'''
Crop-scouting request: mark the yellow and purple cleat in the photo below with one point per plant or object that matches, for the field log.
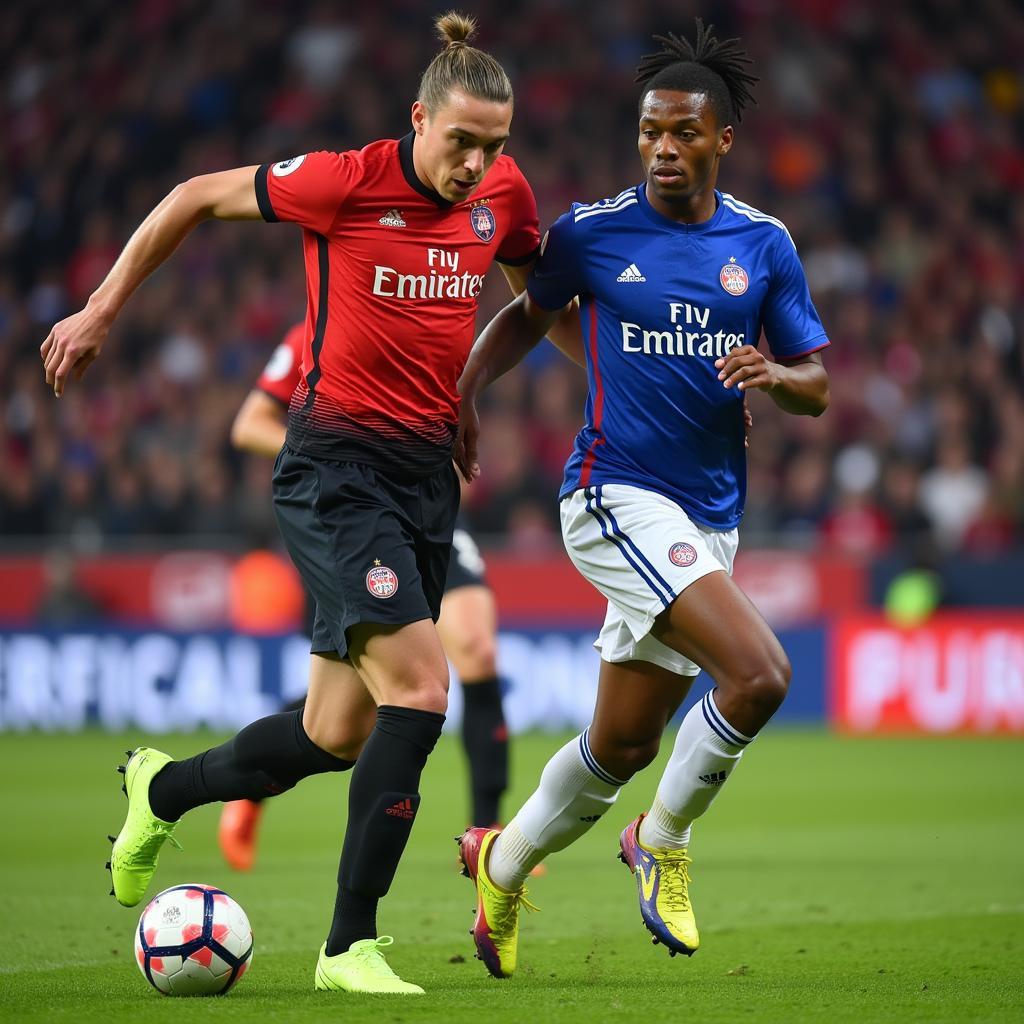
(496, 930)
(663, 885)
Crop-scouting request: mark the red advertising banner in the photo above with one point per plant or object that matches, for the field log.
(188, 590)
(958, 673)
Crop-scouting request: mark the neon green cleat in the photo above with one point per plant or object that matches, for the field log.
(360, 969)
(136, 848)
(496, 930)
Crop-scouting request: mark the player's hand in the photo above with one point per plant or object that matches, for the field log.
(745, 368)
(465, 441)
(72, 346)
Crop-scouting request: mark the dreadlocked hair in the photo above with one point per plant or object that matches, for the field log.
(459, 66)
(714, 67)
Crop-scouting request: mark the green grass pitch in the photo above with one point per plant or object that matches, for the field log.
(835, 880)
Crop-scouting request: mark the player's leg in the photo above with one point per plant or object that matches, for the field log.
(404, 670)
(239, 824)
(467, 627)
(389, 635)
(265, 758)
(714, 624)
(635, 701)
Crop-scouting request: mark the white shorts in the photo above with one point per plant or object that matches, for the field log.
(641, 551)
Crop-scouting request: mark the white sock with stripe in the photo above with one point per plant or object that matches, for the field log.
(574, 792)
(706, 752)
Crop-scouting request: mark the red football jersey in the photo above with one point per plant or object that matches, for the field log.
(284, 369)
(393, 271)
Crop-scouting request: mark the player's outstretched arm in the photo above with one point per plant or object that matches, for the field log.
(565, 333)
(502, 345)
(799, 386)
(260, 425)
(76, 341)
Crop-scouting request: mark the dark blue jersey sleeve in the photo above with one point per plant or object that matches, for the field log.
(556, 280)
(792, 324)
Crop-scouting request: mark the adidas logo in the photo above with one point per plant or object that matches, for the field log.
(631, 275)
(403, 809)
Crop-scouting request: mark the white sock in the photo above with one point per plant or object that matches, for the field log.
(706, 752)
(573, 793)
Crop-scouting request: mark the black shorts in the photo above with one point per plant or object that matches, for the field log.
(370, 546)
(466, 564)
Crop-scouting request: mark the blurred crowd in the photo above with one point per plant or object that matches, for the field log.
(889, 137)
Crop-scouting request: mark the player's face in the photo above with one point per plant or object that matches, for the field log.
(681, 144)
(457, 143)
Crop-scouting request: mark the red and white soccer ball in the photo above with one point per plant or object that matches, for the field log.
(194, 940)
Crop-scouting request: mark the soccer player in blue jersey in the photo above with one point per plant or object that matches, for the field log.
(676, 281)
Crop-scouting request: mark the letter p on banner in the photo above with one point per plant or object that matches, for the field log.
(958, 673)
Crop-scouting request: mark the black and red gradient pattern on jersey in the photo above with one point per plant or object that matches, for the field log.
(317, 426)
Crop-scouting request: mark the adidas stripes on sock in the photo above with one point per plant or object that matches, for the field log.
(382, 804)
(706, 752)
(573, 793)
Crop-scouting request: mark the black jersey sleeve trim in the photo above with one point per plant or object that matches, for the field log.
(263, 195)
(519, 260)
(324, 267)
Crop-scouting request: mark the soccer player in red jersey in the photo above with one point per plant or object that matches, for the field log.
(467, 624)
(397, 238)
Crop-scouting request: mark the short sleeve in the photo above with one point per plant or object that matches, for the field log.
(791, 323)
(523, 237)
(555, 280)
(282, 373)
(308, 189)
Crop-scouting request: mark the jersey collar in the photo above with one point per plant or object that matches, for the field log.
(409, 170)
(705, 225)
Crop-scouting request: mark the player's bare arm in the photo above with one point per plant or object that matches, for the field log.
(799, 386)
(74, 343)
(260, 425)
(503, 344)
(565, 333)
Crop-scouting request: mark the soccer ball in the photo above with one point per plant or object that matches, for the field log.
(194, 940)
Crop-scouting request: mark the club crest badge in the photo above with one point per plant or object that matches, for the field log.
(482, 221)
(682, 554)
(733, 278)
(382, 582)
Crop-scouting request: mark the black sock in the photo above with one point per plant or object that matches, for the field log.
(382, 804)
(265, 758)
(296, 705)
(485, 737)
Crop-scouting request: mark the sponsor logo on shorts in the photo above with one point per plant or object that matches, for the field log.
(483, 222)
(682, 554)
(382, 582)
(733, 278)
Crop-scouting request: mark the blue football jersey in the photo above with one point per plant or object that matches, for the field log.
(659, 302)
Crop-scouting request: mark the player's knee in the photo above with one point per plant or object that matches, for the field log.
(342, 737)
(625, 755)
(764, 688)
(424, 693)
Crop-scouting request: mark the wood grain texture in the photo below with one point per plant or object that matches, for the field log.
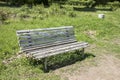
(41, 43)
(30, 38)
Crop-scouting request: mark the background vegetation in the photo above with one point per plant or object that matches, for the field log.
(104, 33)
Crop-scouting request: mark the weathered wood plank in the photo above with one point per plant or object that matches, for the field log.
(58, 51)
(29, 38)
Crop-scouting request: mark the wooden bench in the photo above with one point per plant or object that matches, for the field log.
(41, 43)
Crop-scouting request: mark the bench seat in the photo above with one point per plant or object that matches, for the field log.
(53, 50)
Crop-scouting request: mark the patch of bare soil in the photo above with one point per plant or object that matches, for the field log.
(108, 68)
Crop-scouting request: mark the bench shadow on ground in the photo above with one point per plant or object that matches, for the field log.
(62, 60)
(91, 9)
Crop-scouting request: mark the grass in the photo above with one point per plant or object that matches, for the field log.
(104, 33)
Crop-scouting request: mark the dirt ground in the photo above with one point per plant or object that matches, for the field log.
(107, 67)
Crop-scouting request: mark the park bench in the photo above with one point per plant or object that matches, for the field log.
(42, 43)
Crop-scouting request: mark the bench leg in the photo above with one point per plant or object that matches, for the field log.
(83, 55)
(45, 64)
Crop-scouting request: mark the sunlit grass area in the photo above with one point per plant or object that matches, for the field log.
(104, 33)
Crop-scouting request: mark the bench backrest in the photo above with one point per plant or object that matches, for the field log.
(41, 38)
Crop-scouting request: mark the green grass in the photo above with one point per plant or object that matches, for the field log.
(105, 34)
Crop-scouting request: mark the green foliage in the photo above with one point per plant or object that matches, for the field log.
(88, 27)
(3, 16)
(114, 5)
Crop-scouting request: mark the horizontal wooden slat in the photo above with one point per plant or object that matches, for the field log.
(48, 45)
(33, 30)
(35, 37)
(57, 50)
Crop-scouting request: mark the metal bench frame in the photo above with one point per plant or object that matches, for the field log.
(41, 43)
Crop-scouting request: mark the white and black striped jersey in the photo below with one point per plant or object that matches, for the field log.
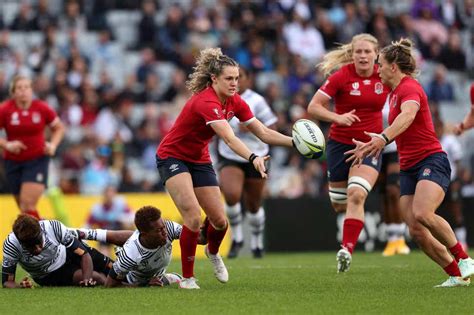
(136, 264)
(262, 111)
(56, 238)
'''
**Written task:** Please rewrite all the entries above with "field log" switched to "scouting report" wherever it occurs, changing nothing else. Leave the pictures out of your answer.

**Answer to this task:**
Crop-scouting request: mark the yellow and purple cleat in the photo below with one point per plant or object that matches, for the scouting report.
(496, 930)
(663, 885)
Crop-scouting request: mark the red advertising banner in the photo above with one point per plant or object that matches, for the scouting report.
(188, 590)
(958, 673)
Crop-scouting request: mark the neon green cleat in the photo above with one point per plant or object that matches, for the scouting report.
(360, 969)
(136, 848)
(496, 930)
Crop-scouting request: mark the player's hand in the photo above with one point per plant or object that matches, for the scouting report.
(745, 368)
(465, 441)
(72, 346)
Crop-scouting request: mark the dreadlocked hair in the photo above with one point per plant or object that matches, for the scouting report.
(459, 66)
(714, 67)
Crop-scouting request: mark the green grass pitch in the photo above with one point per plant or object that matches, for the scouting report.
(835, 880)
Crop-scouting request: mark the player's leg in the photo above with one point per plant or object that matches, for the scouting report.
(404, 670)
(239, 824)
(467, 627)
(389, 635)
(265, 758)
(714, 624)
(635, 701)
Crop-scouting request: mark the white shorts in the photo above with one point per plant or object that matches, for the scouting report.
(641, 551)
Crop-scouting request: mark the white sock with stripe in the photo above with one point per plant or object that matches, for the scouting report.
(574, 792)
(706, 752)
Crop-scouting request: mark the red football jersey in the photo above with one point per plant or object that matches, for the scouting report.
(284, 369)
(393, 271)
Crop-scouting request: mark the player's outstretched arm in the photo above with one point per plant or object that matches, for the scouting report.
(565, 333)
(502, 345)
(799, 386)
(260, 425)
(76, 341)
Crop-scouting request: mark the dark blue jersey sleeve in the photo above with one point per plant or object that matches, for the scouting report.
(556, 280)
(792, 324)
Crop-scouting request: mark the adidas logo in the photo above with one point per plant or object that matches, for the scouting report.
(631, 275)
(403, 809)
Crop-scouting request: mark the white sock in the photo above with one point per plant or object that matches, for the scouting report.
(706, 752)
(573, 793)
Crop-scouting request: mark the black shorts in the photo above with one point per plant or object that matches, for the scouting report.
(370, 546)
(466, 564)
Crop-scouting request: mark the blurred crowd in the photo above with one point per plant or object that matches, for the scouting report.
(889, 137)
Crop-scouting request: mark the player's face in the photo above with one point per plant or object that matches, for the scouting report.
(681, 144)
(457, 143)
Crop-scouting request: mark the red and white soccer ball in the photo above with one point per plant or object that matches, for the scouting report.
(194, 940)
Crop-scouting request: mark the soccer player in blue jersey in the photo above with one point per plant or object that matches, for the scouting report.
(676, 281)
Crop-scouting request: mark the letter p on banner in the photo above with one point per plant or object that matches, for the scouting report.
(958, 673)
Crop-scouting request: mark the black and red gradient pattern on jersey in the photo above with one point per plant or object that matches, for the scouting report.
(317, 426)
Crop-scouting request: mark the adidas stripes on sock in the photo above with one point per plant or object that matches, for the scouting report.
(382, 804)
(706, 752)
(573, 793)
Crop-scouting request: mark the black jersey sleeve trim in the photo above with one point per plant or object that matches, for the scouting report.
(263, 195)
(519, 260)
(324, 267)
Crop-scouting request: mark the soccer player in red jersey in the photo above with one point per plant or object that matches, for the scouting report.
(467, 624)
(397, 238)
Crop-scouting request: mark the short sleeve in the photo above with one point per plant or object that matches, for the scouting report.
(791, 323)
(523, 237)
(555, 280)
(282, 373)
(308, 189)
Crop-scouting request: mark the jersey collar in the photo above with one point per plant or object that matches, for the scouting report.
(409, 170)
(705, 225)
Crop-scouting request: mark the player's bare arm in the photo above with one point per plant or object that matches, for the scouting report.
(799, 386)
(74, 343)
(260, 425)
(503, 344)
(565, 333)
Crop-scouting request: mark the soccer ball in the photo above with one point per plant or object that matches, for the scouting report.
(194, 940)
Crop-scouting request: mark the club crest badge in the photo above with one point per plant or object that matches, for the scouting report.
(482, 221)
(682, 554)
(733, 278)
(382, 582)
Crop-scouting request: mark the black sock in the photo above with one point per plant or object that matches, for the scouting report.
(382, 804)
(265, 758)
(296, 705)
(485, 737)
Crop-scouting request: mark the sponsor logo on shorts in the photo above with one point per plant or object that matches, for the scouting report.
(483, 222)
(682, 554)
(382, 582)
(733, 278)
Crop-scouting request: mark the blue football jersey in the photo above with one point per plant or object that matches, for the scouting report.
(659, 302)
Crop-scouting request: mark the player's knee in the photo above with one point per plant or object that matches, for the scouting report.
(342, 737)
(625, 755)
(764, 688)
(424, 693)
Crop-scouting request: mark the wood grain texture in the photo below with one point per plant or object that matches, for the scouting report.
(41, 43)
(30, 38)
Crop-scouting request: mark the background vegetation in the photo above with one point per plant or object that matches, for the scouting report.
(104, 33)
Crop-scouting request: mark the weathered wood plank in the photo above with one point per plant or object that matches, for the scouting report.
(58, 51)
(29, 38)
Crop-scouting request: mark the wooden bench in the photo above with one point per plant or object that matches, for the scouting report.
(41, 43)
Crop-scouting request: mark the bench seat in the photo above with one point per plant or object that matches, for the scouting report.
(53, 50)
Crop-scouting request: mark the patch of bare soil in the photo above with one point per plant or object that matches, for the scouting report.
(108, 68)
Crop-scouting request: mark the bench shadow on ground in the photo above with one point per plant or object that matches, for the scouting report.
(62, 60)
(91, 9)
Crop-scouting request: mark the grass in the photo above with one point per plant or object that matches, for the scouting report.
(104, 33)
Crop-scouting request: mark the dirt ground in the photo above with one point per plant or object that matches, for the scouting report.
(107, 67)
Crop-scouting request: mark the park bench in the photo above with one point per plant or object that matches, for the scouting report.
(42, 43)
Crop-scouting request: mark the bench leg in the photo above with one point per plant or object that matches, for the scouting report.
(83, 55)
(45, 64)
Crop-scouting request: mark the sunlit grass area in the photo above with one point per plant or object that matches, for the scouting report.
(104, 33)
Crop-scouting request: mark the bench backrest in the photo above with one point per plant or object that matches, for the scouting report.
(41, 38)
Crop-scouting request: mark the green grass in the photo above with one point per plant or object that matches, for the scouting report.
(105, 34)
Crop-scouting request: mark the green foliage in the photo above with one point per plant or object that matches, for the scouting report.
(88, 27)
(3, 16)
(114, 5)
Crop-scouting request: mark the horizontal wooden slat in the photo above with one point per plant or object that matches, for the scouting report.
(48, 45)
(33, 30)
(35, 37)
(57, 50)
Crop-scouting request: mark the metal bench frame in the photo above with one point per plant or object that matches, for the scouting report.
(41, 43)
Crop-scouting request: mark the white and black striped jersey in the photo below with one point per plant or object that matches, for the scouting report.
(136, 264)
(262, 111)
(56, 238)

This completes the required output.